=== Aim of the task ===
Find every line in the data below that contains the string "plaza", matching case exactly, and copy each of those lines out in full.

=== Data to process ===
-=-=-
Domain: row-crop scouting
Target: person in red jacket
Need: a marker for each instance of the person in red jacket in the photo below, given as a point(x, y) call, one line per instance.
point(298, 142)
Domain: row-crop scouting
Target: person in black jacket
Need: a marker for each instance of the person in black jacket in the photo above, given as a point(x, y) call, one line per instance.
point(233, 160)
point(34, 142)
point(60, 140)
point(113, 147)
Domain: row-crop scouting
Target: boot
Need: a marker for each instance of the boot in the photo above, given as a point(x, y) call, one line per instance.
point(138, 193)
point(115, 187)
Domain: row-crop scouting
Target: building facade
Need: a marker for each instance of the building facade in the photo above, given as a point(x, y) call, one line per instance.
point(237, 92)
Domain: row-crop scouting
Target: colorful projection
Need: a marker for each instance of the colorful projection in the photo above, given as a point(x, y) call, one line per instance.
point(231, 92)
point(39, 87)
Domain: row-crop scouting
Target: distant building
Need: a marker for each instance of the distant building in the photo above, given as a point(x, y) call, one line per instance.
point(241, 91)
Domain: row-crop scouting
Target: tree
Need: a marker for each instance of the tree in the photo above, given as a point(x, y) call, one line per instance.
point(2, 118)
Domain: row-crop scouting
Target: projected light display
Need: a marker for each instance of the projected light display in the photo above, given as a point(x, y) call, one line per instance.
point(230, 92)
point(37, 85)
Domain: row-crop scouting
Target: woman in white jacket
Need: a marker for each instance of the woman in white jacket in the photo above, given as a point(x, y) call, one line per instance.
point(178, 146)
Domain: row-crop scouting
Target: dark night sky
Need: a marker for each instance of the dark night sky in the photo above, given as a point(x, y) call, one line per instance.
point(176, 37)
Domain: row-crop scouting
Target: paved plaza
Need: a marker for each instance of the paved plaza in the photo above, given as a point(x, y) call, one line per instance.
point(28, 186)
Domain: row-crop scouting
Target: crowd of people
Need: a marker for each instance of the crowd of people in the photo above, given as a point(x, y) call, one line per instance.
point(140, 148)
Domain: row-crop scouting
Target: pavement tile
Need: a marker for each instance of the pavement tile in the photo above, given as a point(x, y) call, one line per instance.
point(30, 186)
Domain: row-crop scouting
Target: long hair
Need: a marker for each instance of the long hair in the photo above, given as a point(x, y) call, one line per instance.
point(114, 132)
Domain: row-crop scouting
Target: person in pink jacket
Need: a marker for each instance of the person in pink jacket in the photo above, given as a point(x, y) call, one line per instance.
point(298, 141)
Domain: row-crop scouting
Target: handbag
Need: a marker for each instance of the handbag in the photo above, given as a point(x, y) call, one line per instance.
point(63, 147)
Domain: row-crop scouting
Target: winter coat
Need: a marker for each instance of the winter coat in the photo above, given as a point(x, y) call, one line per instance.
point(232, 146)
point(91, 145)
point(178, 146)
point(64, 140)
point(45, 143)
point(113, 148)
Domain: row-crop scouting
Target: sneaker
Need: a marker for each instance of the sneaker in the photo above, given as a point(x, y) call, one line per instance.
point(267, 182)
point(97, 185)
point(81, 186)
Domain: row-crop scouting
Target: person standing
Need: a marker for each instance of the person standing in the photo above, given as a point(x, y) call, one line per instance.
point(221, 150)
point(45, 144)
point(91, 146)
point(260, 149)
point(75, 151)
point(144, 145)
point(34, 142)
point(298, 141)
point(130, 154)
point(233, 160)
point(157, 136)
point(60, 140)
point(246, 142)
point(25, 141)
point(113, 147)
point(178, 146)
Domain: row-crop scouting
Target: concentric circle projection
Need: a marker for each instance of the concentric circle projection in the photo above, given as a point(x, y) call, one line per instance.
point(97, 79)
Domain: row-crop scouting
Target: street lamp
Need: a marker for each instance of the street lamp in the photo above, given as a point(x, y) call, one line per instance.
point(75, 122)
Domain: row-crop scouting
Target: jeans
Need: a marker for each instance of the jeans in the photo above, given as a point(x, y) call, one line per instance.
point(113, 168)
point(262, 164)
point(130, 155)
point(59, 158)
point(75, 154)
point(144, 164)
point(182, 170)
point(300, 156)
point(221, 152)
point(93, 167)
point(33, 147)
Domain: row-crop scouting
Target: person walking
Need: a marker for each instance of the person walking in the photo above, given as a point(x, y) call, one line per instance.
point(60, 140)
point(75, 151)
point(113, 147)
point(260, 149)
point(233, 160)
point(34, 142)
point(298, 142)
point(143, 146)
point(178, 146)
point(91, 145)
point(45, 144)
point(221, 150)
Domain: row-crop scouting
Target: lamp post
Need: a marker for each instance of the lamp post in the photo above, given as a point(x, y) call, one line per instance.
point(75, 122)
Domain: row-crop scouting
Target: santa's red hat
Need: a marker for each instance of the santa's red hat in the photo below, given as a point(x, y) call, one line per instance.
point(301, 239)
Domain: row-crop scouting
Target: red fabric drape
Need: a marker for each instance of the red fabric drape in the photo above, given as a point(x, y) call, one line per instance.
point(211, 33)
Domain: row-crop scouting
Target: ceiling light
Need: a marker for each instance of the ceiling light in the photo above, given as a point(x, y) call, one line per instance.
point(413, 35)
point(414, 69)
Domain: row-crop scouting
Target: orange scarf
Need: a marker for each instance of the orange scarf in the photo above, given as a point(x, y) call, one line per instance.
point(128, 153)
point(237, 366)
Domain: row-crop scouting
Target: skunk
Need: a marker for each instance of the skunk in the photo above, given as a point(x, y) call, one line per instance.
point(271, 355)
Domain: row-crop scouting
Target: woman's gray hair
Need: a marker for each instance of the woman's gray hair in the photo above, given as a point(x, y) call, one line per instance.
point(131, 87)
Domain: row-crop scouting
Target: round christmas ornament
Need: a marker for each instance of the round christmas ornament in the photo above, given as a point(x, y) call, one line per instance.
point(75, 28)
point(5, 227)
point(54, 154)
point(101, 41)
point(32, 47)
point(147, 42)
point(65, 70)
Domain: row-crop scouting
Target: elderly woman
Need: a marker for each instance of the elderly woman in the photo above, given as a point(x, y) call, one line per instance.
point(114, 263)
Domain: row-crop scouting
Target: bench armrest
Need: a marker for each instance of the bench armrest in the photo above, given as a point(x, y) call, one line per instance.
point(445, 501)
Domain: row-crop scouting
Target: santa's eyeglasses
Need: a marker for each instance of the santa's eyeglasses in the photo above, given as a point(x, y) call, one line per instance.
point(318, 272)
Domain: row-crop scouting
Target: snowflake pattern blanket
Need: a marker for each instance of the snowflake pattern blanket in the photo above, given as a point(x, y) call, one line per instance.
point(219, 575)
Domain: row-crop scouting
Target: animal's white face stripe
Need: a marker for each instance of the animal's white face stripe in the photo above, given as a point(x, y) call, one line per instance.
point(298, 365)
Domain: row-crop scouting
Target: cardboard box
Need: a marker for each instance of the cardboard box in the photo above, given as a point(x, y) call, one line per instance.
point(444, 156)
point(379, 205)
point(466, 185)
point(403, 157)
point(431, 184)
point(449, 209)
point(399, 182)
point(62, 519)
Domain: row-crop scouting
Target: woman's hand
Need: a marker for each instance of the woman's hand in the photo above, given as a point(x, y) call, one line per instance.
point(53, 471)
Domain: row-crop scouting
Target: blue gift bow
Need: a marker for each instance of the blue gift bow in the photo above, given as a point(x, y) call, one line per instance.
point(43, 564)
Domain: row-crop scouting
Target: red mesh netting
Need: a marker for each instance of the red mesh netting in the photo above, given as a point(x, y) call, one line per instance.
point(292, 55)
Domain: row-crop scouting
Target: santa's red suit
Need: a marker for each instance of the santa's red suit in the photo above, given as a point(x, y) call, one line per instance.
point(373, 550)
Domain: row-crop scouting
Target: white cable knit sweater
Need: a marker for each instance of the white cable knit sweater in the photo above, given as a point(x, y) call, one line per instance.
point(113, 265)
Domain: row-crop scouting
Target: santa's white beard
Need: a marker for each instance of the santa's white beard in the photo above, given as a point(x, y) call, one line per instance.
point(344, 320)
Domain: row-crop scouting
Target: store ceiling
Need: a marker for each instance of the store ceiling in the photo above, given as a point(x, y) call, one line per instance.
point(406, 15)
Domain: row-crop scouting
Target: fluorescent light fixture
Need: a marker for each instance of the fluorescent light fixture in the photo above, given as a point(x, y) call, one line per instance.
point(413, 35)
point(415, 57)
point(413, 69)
-=-=-
=== Task solution ===
Target: paved plaza
Need: a marker for each instance of the paved plaza in the photo above, given as a point(x, y) call, one line per instance.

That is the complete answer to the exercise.